Raising and Educating a Deaf Child

International experts answer your questions about the choices, controversies, and decisions faced by the parents and educators of deaf and hard-of-hearing children.

Question from G.B., New York

My son is 11yrs old and is entering 4th grade he attends a private school that doesn’t offer any services. He was left back in kindergarten and third grade. He has moderate to severe hearing loss in both ears. He has a hearing advocate that supplies him with an fm system. However this year I was told he would have to sit in the back of the classroom because the fm system might distract the other children. I’m trying to explain to them that he needs to read the teachers lips. Is there anything I can do to help him or them to understand his hearing loss?

Question from G.B., New York. Posted August 24, 2012.
Response from Marc Marschark - NTID

First, let’s consider the most usual situation, in which your child is in a public school. Then, it is a matter that has to be taken up in an IEP meeting, to which you have a legal right. In developing a child’s IEP (Individualized Education Program) under the Individuals with Disabilities Education Act (IDEA), the IEP team must consider a child’s individual needs. Children with significant hearing losses, whether or not they utilize FM or similar assistive technologies, will benefit from being able to see the mouth of the teacher. (Hearing people as well as deaf people use “lipreading” in understanding spoken language.) This means, for example, not only sitting at or near the front of the classroom, but also ensuring that the teacher understands the needs of the child. As we have described in response to earlier questions on this site, IDEA guarantees a child with special needs a free and appropriate public education (FAPE) in the least restrictive environment. That means a public school is required to meet a child’s audiological, academic, and other needs as outlined in the IEP. If your son a public school, you could have a pediatric audiologist or speech-language therapist involved in the IEP meeting, as well as perhaps a school psychologist experienced in working with deaf children. If public schools are not open to this is part of their legal responsibility a parent can seek assistance from the state through a Due Process Complaint (in the State of New York http://www.p12.nysed.gov/specialed/publications/) or obtain legal advice.

__Data records__:

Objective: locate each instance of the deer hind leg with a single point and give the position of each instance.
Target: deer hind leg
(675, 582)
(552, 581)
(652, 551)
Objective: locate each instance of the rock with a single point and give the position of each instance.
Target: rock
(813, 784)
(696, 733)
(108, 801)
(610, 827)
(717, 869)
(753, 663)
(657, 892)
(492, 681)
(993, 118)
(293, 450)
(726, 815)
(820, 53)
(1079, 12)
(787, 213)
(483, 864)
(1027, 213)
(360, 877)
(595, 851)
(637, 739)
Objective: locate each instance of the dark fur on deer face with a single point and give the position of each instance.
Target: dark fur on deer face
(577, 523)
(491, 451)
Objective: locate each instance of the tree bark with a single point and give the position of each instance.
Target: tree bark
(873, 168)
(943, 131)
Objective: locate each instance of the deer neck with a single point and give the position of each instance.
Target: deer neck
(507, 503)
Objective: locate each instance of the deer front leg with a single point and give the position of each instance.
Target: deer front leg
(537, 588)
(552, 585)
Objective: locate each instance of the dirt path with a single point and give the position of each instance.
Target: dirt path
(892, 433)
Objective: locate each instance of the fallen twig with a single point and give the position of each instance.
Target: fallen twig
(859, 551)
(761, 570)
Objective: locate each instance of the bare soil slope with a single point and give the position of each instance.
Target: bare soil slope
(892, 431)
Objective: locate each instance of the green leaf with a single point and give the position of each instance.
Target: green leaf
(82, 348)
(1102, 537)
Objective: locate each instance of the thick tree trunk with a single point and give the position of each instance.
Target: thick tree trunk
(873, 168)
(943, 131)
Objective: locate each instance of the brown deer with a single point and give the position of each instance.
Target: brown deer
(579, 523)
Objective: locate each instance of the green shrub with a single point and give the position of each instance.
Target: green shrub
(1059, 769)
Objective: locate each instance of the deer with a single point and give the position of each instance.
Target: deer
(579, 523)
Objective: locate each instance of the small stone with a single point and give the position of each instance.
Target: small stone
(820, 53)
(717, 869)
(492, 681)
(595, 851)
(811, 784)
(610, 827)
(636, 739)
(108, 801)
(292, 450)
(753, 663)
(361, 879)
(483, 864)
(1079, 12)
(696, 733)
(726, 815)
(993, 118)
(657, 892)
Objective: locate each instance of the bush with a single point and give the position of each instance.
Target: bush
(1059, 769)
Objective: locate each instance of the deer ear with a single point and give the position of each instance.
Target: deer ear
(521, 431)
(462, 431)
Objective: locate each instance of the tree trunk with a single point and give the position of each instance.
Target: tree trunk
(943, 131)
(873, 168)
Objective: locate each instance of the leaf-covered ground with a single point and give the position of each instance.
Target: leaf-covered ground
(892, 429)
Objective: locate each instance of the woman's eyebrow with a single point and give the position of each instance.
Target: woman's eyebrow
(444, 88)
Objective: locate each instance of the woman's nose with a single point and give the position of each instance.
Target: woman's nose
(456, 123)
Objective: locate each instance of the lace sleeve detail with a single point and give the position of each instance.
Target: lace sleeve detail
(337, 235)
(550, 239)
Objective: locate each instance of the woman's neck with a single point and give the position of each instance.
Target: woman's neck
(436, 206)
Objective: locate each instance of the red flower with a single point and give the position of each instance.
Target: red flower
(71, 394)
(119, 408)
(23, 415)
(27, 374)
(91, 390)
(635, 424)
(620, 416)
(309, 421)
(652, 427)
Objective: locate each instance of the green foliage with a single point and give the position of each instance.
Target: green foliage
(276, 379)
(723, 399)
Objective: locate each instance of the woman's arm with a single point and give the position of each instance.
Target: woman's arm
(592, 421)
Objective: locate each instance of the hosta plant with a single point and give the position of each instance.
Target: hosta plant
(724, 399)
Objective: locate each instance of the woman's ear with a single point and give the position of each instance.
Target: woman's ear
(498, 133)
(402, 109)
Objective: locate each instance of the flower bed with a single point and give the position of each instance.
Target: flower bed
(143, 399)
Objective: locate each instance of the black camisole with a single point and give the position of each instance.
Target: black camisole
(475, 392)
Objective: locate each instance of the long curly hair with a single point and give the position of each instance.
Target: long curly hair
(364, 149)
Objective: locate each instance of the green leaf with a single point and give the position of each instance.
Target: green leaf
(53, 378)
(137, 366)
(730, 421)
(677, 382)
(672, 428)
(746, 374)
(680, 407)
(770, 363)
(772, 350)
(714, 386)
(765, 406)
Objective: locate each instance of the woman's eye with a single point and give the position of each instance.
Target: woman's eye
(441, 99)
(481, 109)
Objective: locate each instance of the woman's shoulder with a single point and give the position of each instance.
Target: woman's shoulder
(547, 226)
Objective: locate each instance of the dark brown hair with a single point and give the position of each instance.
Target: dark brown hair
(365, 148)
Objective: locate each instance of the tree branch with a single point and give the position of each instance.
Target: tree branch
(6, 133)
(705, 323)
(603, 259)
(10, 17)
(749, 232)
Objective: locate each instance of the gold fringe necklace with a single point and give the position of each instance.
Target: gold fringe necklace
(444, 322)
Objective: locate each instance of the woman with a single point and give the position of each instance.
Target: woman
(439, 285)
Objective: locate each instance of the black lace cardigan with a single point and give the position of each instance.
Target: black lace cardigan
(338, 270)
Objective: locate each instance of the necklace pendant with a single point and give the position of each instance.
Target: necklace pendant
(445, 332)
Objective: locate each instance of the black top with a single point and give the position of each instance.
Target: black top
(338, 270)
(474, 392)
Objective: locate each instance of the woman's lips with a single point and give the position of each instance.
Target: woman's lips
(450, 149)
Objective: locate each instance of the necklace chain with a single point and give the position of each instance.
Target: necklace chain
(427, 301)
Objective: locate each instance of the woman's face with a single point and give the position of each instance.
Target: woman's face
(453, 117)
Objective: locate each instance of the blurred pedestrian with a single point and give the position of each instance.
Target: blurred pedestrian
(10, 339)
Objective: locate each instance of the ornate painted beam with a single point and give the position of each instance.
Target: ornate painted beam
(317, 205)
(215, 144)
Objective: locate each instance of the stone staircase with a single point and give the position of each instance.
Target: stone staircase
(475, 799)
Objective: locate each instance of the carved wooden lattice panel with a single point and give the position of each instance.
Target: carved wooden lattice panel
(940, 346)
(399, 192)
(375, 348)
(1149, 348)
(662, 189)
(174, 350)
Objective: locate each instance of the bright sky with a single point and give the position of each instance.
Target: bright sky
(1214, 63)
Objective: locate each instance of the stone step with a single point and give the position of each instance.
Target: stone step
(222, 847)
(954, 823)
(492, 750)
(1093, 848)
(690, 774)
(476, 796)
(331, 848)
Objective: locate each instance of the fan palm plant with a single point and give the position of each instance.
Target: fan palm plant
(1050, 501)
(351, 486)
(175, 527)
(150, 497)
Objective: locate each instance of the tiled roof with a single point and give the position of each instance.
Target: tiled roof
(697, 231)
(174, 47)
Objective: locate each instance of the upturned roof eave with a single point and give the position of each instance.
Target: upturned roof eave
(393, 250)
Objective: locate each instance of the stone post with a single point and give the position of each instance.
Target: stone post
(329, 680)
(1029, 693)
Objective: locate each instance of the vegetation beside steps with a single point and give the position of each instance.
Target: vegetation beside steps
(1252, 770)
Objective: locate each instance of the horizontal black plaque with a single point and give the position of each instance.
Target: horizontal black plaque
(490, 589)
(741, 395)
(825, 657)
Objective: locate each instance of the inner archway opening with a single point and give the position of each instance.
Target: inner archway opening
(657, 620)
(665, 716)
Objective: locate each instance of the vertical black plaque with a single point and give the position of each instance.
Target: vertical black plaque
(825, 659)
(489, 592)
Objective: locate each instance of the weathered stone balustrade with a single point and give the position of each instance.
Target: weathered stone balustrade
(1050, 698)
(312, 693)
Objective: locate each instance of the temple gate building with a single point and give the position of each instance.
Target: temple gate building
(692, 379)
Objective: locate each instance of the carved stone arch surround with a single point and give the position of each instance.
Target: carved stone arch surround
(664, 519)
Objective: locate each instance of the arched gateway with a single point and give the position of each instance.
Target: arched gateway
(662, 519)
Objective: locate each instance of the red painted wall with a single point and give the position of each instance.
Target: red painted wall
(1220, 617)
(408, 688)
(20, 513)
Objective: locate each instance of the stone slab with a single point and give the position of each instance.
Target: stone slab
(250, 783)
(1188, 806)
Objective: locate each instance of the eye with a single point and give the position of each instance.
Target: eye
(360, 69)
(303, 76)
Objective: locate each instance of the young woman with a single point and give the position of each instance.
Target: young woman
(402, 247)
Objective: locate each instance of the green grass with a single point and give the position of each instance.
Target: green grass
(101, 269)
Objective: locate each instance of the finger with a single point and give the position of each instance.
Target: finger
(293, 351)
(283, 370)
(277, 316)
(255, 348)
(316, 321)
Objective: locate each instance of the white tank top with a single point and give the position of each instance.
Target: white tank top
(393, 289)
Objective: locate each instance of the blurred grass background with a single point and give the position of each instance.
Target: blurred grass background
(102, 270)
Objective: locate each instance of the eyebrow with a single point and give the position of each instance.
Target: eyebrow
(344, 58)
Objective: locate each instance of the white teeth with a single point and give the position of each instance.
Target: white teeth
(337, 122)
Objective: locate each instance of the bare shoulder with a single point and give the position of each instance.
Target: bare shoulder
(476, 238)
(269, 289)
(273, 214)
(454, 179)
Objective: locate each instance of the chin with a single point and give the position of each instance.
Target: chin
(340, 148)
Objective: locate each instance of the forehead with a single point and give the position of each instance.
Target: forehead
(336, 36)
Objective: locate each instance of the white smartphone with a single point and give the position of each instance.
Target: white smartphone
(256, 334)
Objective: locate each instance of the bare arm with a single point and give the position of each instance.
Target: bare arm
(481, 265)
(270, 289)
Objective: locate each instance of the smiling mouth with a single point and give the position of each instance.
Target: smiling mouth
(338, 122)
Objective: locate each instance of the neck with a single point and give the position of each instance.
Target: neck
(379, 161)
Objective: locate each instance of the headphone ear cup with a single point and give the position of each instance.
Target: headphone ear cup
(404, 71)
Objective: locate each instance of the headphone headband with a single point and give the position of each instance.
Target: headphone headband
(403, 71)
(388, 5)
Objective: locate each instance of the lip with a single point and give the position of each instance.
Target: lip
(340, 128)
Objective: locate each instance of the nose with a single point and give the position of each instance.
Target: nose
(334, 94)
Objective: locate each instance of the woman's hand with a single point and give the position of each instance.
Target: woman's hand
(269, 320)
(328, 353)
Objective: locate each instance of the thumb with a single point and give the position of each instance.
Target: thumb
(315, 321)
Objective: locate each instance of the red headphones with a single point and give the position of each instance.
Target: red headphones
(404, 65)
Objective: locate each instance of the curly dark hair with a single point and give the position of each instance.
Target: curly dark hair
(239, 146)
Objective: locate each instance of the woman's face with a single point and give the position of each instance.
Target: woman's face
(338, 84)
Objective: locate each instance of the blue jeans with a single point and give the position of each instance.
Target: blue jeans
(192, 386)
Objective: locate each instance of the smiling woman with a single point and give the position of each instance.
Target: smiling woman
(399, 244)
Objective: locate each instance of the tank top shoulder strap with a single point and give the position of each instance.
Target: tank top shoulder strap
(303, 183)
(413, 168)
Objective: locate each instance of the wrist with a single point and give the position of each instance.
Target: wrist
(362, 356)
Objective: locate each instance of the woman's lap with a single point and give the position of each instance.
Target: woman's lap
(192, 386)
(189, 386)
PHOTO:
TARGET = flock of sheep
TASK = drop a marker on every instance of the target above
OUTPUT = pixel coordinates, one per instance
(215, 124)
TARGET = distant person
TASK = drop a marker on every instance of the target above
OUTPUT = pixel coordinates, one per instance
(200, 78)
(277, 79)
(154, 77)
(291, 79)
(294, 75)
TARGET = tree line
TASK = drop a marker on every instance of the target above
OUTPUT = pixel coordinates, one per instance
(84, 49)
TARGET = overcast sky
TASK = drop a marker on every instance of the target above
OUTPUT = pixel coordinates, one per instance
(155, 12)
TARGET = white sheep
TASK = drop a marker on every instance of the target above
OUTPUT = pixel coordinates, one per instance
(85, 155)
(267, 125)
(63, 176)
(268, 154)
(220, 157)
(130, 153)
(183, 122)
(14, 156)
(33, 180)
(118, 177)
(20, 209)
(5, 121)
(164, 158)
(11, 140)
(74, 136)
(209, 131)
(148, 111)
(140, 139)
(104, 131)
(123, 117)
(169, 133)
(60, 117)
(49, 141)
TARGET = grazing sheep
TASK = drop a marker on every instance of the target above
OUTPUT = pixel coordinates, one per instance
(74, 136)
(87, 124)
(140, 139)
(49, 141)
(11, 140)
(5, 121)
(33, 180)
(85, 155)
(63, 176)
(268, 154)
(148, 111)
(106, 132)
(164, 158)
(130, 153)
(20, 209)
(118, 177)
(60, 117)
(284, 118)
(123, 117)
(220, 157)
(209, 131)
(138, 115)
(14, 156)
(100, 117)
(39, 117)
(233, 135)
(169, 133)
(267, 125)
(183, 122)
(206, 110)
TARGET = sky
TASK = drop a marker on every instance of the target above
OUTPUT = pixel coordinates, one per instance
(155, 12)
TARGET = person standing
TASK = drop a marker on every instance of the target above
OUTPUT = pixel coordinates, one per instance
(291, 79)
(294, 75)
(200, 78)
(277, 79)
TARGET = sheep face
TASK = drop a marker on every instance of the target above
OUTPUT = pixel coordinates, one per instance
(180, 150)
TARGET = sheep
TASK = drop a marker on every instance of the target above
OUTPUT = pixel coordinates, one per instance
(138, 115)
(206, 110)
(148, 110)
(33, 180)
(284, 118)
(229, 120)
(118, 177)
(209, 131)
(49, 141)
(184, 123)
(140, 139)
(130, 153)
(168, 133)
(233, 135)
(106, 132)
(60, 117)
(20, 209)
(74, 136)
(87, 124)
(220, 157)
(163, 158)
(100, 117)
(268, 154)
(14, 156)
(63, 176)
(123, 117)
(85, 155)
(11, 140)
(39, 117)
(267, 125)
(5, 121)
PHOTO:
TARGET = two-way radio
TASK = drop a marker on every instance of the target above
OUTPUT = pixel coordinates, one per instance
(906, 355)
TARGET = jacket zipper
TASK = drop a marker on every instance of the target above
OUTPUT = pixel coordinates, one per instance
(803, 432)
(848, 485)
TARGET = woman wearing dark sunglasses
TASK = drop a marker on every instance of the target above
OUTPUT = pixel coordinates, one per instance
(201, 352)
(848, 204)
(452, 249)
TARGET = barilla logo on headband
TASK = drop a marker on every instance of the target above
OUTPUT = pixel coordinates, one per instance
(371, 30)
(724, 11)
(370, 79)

__Problem details__: Continue the response about a deaf child's classroom needs, starting after its final sentence.

__Answer for this exercise__:
Children who are placed in private schools by their parents receive a Services Plan, not an IEP.  Local Education Authorities (LEAs) must spend a certain amount of money to address the needs of such children. LEAs must consult with the private schools and the parents to determine what services it will provide. That’s what goes into the services plan. is no requirement for FAPE in this situation.  If the private school does not feel the consultation was sufficient it may file a complaint, but there is no right of due process for these students. (Of course, if the student is placed in the private school by the LEA, the school must follow IDEA.)

To give things an interesting twist, the Americans with Disabilities Act does apply in the case of private schools.  So, for example, if the parent wanted an FM system for their child the school would have to provide it unless it could show it was an undue burden.  The school would be required to provide effective communication under the ADA regardless of whether the child has an IEP.